── Source extract ──
IDD Therapy is a non-invasive therapy to help promote improvement in disc health, rehabilitate soft tissues and realign spinal structures. It is a proven treatment for the relief of lower back pain. With a significant success rate, thousands of patients have experienced dramatic pain relief and healing. It is primarily associated with treatment of spinal disc issues such as a bulging or herniated disc and related symptoms including sciatica.
IDD Therapy was developed in North America and it’s basically a modern version of the traditional traction treatments (of which I’ve had many) but the traditional treatment used to cause pain and muscle spasm due to the abrupt pulling force of the machines and weights used.
The NHS explain that by gently decompressing the targeted segment and mobilising the joint, IDD Therapy takes pressure off the disc and improves function and mobility in the affected area. As part of a programme of care, IDD Therapy aims to relieve pain without drugs or invasive treatments with a goal to improve the quality of life for the patient.
───
According to the text on IDD Therapy, where was the therapy developed? The lines come from a separate source.
── Data excerpts ──
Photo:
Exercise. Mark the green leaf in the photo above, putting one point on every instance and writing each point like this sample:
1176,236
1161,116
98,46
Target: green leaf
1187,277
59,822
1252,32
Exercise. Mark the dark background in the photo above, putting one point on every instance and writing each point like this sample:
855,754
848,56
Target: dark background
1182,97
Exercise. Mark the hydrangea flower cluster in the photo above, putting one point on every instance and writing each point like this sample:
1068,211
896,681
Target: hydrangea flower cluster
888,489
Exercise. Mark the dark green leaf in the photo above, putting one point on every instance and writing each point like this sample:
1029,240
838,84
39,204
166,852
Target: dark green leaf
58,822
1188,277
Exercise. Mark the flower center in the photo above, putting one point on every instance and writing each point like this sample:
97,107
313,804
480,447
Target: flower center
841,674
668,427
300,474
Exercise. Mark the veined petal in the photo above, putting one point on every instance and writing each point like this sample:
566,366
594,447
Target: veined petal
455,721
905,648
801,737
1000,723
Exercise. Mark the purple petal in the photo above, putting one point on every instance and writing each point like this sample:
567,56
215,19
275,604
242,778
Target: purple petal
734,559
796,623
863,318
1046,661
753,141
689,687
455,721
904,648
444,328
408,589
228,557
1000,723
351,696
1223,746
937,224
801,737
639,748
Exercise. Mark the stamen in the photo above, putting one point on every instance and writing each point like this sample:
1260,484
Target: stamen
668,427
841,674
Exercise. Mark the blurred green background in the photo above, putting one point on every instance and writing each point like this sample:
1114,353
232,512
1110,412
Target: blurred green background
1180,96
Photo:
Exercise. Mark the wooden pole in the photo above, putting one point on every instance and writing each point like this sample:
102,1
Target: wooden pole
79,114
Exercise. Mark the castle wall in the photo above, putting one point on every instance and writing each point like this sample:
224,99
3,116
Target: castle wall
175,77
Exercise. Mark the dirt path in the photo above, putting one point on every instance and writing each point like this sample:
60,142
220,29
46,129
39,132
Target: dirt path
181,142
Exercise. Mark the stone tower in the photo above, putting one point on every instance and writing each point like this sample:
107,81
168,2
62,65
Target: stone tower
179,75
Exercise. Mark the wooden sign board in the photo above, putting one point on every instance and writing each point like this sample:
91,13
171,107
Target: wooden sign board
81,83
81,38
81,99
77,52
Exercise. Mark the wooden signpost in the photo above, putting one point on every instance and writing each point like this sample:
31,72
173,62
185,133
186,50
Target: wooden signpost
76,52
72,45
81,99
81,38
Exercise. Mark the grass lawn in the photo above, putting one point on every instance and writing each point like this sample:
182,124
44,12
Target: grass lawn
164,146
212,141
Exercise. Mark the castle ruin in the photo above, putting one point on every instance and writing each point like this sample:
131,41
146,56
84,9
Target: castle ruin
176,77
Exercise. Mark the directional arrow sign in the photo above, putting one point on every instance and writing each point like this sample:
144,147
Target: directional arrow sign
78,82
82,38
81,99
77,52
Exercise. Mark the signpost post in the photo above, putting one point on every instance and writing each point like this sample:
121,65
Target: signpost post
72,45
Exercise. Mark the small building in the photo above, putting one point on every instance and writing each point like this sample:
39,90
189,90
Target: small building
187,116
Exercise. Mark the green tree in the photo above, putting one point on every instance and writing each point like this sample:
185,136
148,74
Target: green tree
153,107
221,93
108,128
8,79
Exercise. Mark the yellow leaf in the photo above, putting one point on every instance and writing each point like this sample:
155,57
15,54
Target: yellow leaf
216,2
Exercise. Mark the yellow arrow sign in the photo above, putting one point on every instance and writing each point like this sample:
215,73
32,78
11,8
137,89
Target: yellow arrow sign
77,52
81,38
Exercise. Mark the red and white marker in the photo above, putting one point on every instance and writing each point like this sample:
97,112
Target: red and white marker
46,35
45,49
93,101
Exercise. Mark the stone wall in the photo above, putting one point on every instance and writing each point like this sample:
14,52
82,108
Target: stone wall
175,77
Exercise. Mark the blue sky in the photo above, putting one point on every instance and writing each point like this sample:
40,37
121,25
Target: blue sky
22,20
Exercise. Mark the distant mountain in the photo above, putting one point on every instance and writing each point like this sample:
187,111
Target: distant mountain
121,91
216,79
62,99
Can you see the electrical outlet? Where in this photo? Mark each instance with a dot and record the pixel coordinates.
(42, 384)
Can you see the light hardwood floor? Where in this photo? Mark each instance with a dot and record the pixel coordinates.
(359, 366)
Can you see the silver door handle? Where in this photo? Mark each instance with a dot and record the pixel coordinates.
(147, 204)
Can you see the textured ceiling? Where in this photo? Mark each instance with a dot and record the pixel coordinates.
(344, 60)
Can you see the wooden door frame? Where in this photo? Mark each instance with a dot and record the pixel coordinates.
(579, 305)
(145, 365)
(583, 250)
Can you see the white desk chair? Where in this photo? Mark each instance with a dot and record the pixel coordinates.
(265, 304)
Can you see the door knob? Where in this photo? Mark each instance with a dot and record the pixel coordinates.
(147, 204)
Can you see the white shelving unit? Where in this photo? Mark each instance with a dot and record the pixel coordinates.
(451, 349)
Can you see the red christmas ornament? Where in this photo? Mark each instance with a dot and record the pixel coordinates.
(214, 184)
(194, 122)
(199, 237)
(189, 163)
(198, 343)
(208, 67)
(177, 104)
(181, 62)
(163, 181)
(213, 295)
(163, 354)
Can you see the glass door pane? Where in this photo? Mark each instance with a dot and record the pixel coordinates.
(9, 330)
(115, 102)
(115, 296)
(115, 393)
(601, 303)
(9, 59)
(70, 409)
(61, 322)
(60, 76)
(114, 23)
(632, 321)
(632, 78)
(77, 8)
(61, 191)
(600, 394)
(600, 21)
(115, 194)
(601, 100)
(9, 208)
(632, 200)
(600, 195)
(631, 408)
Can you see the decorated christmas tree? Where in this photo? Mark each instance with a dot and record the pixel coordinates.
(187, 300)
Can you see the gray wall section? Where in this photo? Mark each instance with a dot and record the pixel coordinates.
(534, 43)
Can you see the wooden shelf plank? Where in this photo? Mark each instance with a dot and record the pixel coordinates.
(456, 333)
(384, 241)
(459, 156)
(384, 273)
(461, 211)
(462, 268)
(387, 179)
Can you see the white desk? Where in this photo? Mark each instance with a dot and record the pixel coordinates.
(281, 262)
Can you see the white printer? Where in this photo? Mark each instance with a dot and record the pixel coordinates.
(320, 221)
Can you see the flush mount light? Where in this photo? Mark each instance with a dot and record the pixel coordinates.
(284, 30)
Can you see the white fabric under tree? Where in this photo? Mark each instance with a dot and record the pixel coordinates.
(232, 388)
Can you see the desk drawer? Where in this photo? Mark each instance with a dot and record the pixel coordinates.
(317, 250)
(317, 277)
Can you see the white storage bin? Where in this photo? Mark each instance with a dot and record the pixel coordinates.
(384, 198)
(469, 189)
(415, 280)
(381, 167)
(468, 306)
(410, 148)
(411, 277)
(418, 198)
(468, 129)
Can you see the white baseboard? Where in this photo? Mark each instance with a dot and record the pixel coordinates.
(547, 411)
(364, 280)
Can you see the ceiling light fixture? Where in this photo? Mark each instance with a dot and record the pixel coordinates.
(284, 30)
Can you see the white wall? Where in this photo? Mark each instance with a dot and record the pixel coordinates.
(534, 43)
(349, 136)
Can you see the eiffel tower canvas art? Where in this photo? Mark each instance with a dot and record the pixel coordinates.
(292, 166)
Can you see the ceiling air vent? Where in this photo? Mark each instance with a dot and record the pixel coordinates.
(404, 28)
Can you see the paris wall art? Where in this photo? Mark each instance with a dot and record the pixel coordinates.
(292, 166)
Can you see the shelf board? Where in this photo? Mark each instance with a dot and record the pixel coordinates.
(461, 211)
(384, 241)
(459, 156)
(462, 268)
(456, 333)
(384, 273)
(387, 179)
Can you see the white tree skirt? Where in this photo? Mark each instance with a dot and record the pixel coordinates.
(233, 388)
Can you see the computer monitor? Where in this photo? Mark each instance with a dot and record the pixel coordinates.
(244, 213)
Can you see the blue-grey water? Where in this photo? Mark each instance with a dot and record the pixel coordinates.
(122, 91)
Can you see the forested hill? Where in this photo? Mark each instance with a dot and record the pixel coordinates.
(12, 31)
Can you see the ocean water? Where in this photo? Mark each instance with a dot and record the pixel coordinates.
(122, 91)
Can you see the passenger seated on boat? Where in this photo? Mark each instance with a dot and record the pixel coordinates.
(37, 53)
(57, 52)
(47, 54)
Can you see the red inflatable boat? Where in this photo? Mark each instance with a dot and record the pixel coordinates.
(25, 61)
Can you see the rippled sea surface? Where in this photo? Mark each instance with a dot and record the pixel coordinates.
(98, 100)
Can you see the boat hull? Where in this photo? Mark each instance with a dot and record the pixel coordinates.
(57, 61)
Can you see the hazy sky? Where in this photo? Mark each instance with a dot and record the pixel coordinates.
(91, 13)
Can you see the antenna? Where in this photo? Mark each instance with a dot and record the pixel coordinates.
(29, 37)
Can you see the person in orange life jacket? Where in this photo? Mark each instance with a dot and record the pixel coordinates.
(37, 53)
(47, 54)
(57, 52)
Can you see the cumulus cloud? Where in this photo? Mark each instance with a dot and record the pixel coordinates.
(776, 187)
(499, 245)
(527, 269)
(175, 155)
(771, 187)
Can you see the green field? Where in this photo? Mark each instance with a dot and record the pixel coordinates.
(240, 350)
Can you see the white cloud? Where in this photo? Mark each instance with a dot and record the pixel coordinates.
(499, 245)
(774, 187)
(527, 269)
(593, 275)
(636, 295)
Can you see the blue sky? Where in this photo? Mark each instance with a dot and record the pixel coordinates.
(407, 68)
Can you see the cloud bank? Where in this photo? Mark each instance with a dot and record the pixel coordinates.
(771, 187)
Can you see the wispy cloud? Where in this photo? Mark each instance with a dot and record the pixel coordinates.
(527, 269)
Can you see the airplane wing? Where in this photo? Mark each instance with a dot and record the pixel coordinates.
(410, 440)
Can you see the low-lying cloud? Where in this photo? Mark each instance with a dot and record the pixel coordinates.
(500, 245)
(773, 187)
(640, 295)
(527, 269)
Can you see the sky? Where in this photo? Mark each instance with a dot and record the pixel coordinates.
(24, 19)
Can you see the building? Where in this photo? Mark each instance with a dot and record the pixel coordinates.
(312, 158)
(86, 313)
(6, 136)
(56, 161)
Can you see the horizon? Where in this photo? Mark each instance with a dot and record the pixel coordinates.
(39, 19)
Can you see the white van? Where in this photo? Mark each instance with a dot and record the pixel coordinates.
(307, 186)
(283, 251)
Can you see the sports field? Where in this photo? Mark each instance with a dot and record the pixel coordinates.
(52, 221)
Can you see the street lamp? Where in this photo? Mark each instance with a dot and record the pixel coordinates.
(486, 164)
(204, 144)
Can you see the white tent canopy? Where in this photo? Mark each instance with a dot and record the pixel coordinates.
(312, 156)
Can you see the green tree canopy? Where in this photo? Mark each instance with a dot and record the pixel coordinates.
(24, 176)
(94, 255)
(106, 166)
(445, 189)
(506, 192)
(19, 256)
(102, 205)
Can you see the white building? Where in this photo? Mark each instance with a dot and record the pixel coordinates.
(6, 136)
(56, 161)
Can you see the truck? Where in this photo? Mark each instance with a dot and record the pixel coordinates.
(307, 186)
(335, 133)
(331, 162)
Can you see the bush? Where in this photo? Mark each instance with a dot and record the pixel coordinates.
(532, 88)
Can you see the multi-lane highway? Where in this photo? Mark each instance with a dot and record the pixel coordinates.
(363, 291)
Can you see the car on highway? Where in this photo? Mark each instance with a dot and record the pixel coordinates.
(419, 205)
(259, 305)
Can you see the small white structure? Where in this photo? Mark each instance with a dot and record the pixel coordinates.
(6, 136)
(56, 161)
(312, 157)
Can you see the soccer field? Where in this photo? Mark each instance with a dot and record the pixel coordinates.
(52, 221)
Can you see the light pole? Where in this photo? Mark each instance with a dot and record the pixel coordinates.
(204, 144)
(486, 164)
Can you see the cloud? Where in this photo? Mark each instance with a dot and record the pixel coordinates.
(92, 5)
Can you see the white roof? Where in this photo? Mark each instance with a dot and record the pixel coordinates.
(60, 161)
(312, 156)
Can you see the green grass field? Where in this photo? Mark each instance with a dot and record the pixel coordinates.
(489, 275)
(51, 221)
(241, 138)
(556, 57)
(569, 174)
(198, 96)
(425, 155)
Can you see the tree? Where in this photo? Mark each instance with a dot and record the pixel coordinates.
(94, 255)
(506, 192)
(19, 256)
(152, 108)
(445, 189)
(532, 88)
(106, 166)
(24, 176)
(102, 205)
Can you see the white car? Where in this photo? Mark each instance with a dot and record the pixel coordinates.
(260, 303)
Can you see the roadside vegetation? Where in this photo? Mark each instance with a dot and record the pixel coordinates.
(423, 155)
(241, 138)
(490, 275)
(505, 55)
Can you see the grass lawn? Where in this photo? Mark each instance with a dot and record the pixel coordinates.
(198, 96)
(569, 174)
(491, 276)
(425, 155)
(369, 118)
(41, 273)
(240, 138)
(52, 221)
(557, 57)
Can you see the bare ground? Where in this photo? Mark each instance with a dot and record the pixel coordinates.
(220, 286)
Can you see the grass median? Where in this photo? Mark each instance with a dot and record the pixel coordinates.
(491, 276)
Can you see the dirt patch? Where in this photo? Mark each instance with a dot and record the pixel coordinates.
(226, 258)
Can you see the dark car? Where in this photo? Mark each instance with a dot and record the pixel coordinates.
───
Output of the exercise = In North America.